- **What the task requires**: In the records below, find the line containing "Target: small stone building" and restate it and all lines after it exactly, through the last line.

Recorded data

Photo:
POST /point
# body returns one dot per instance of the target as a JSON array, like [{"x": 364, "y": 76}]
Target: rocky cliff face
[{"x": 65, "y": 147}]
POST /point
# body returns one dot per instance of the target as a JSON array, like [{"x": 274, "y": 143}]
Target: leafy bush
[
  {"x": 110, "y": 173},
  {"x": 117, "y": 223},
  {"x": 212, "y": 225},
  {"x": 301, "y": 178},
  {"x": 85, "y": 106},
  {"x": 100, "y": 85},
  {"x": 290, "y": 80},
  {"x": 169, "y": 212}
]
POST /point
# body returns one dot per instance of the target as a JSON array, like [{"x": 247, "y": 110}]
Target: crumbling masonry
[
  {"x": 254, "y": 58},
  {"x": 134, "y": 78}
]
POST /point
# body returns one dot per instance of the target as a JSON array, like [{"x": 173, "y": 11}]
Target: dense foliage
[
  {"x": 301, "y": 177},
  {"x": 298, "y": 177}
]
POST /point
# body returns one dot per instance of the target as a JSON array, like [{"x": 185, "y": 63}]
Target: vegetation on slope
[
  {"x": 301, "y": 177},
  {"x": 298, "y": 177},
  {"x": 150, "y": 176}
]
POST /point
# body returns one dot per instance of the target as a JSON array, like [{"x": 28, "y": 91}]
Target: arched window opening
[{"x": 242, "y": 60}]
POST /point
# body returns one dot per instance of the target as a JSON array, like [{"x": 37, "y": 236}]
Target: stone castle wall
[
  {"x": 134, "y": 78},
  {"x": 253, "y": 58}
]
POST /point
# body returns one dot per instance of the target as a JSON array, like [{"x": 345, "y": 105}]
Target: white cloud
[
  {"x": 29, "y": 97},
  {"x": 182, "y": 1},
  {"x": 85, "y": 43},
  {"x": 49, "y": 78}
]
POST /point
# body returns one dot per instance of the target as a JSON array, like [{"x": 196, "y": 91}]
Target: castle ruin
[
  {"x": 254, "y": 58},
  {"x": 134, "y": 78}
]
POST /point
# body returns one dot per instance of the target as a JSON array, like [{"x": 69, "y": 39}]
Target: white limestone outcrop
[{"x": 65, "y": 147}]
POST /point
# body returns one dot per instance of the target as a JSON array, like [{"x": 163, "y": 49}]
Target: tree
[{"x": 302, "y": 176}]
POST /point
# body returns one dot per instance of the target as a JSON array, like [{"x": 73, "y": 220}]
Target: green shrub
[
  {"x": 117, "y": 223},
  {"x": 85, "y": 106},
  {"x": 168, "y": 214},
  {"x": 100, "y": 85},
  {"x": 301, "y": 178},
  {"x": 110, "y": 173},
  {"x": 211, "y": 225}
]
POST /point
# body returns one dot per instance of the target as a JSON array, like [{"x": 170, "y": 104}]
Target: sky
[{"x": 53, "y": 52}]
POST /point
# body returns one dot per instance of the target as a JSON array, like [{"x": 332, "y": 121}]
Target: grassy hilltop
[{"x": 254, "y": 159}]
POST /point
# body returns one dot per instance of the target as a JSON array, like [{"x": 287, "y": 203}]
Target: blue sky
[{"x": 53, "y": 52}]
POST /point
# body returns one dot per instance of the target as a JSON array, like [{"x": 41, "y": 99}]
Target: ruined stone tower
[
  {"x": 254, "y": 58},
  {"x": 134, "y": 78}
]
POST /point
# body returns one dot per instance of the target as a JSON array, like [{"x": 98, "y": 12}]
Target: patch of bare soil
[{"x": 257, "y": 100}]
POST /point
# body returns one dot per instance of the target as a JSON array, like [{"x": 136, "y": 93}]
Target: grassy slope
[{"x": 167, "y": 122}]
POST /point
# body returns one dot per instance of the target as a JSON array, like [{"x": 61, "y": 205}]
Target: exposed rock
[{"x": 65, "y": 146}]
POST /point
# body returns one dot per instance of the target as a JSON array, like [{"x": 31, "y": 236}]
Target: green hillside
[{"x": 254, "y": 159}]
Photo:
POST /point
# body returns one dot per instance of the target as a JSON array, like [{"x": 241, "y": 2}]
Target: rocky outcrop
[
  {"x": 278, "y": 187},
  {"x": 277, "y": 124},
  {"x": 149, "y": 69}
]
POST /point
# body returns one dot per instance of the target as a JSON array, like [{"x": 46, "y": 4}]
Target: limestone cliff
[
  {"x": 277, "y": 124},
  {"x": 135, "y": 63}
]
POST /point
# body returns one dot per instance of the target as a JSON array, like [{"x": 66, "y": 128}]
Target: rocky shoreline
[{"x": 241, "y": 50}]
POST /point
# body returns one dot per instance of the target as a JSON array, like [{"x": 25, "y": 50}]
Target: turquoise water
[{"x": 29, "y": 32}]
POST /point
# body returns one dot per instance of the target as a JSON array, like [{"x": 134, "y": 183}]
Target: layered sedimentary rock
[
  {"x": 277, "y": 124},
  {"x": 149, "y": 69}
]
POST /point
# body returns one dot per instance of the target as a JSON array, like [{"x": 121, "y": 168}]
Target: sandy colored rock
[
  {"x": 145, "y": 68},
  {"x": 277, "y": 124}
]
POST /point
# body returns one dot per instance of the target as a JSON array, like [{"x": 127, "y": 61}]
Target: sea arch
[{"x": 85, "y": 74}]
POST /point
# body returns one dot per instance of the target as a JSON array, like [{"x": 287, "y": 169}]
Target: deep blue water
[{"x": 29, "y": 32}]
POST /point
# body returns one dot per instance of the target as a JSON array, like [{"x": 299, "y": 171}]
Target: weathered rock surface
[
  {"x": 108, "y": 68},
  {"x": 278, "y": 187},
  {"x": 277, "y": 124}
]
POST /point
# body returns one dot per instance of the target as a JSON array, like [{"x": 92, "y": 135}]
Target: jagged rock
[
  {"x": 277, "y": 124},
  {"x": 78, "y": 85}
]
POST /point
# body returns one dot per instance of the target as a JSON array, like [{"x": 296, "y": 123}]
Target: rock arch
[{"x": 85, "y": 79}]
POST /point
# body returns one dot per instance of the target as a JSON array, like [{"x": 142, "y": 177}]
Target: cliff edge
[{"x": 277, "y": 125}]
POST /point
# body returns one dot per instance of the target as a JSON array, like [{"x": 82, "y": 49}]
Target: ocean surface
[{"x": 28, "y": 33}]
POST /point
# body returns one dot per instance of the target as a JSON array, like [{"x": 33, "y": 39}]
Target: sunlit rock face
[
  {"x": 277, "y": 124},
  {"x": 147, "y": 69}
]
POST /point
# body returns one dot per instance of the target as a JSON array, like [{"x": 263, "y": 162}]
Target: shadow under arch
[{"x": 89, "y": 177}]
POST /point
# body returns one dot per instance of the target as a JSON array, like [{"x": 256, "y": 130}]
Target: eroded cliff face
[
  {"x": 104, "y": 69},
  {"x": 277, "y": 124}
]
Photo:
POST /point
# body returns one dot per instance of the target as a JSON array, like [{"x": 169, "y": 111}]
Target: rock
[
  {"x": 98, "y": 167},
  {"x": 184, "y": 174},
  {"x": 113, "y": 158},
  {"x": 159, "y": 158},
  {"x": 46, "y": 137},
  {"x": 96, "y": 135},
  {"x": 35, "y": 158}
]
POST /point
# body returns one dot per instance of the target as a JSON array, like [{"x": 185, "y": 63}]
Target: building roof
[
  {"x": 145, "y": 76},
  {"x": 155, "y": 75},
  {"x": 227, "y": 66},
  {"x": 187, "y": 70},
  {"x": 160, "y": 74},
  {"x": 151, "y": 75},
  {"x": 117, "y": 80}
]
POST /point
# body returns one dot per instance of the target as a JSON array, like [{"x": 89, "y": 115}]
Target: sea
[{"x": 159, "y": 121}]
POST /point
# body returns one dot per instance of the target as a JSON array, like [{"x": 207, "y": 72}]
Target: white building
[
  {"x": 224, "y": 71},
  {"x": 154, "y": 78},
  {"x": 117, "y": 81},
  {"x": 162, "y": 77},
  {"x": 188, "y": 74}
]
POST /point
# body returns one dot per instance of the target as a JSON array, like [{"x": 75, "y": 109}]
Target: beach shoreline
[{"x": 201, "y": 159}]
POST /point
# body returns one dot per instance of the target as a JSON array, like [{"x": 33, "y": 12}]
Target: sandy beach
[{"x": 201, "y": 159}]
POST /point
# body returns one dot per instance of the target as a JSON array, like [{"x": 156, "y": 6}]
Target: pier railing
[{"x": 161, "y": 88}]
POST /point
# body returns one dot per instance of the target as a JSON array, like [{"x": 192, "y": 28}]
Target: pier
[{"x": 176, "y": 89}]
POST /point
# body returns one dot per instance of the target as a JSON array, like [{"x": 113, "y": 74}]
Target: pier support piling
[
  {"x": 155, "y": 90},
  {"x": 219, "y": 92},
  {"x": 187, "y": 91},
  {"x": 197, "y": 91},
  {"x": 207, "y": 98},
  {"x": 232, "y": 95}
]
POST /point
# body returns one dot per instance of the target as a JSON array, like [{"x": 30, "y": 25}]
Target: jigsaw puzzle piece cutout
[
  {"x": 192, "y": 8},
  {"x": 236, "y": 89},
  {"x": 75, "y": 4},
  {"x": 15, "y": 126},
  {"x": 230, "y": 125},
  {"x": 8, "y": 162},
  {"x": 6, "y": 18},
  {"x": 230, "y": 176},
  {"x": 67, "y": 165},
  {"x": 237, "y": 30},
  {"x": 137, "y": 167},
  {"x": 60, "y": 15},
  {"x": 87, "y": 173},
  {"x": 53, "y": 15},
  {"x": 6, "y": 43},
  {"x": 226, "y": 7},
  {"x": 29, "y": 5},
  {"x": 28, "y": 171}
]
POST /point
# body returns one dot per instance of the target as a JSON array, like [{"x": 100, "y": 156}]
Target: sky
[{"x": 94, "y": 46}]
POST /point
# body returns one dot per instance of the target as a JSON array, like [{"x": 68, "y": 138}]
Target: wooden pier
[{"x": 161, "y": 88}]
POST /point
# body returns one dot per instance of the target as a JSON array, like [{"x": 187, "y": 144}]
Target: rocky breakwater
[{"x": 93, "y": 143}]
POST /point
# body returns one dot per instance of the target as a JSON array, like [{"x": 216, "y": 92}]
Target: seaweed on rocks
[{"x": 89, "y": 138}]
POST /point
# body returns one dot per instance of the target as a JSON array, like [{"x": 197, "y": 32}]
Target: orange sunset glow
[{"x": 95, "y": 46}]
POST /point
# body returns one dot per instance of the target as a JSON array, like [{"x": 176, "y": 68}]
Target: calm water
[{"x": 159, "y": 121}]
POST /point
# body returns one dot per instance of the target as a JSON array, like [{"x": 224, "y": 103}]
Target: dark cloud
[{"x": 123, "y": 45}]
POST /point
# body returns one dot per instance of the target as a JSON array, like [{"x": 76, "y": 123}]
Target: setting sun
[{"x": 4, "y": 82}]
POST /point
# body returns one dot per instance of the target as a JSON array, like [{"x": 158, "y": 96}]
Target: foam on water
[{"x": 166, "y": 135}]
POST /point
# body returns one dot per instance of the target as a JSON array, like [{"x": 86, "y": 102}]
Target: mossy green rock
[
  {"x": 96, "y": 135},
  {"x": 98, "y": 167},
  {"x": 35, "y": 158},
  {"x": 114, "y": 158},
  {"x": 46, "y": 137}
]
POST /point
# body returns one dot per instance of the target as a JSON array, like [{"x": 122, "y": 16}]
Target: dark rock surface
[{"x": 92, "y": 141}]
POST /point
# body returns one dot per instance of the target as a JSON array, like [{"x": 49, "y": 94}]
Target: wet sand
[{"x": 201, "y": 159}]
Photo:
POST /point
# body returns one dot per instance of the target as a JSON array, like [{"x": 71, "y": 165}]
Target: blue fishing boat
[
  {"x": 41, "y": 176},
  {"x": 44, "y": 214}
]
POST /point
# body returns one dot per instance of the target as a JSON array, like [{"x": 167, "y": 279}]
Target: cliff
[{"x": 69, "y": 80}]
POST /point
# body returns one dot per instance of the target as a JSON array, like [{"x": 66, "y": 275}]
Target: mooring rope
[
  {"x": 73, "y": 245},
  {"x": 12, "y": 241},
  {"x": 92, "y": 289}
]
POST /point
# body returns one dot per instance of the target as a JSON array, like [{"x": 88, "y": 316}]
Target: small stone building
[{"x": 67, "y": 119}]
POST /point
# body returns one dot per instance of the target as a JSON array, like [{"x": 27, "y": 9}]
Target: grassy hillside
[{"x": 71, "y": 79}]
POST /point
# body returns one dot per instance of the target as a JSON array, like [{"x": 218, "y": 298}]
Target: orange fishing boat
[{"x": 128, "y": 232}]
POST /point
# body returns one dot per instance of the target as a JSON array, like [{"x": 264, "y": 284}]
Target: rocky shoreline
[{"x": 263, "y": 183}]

- **Solution to this exercise**:
Target: small stone building
[{"x": 67, "y": 119}]
POST /point
# body returns one dot per instance of the target as a JSON array, like [{"x": 27, "y": 9}]
Target: grassy hillside
[{"x": 71, "y": 79}]
POST /point
# body returns one dot per instance of the target as a JSON array, like [{"x": 218, "y": 298}]
Target: orange fishing boat
[{"x": 128, "y": 232}]
POST /point
# body returns one dot per instance of the target as a JSON array, like [{"x": 264, "y": 284}]
Target: rocky shoreline
[{"x": 263, "y": 183}]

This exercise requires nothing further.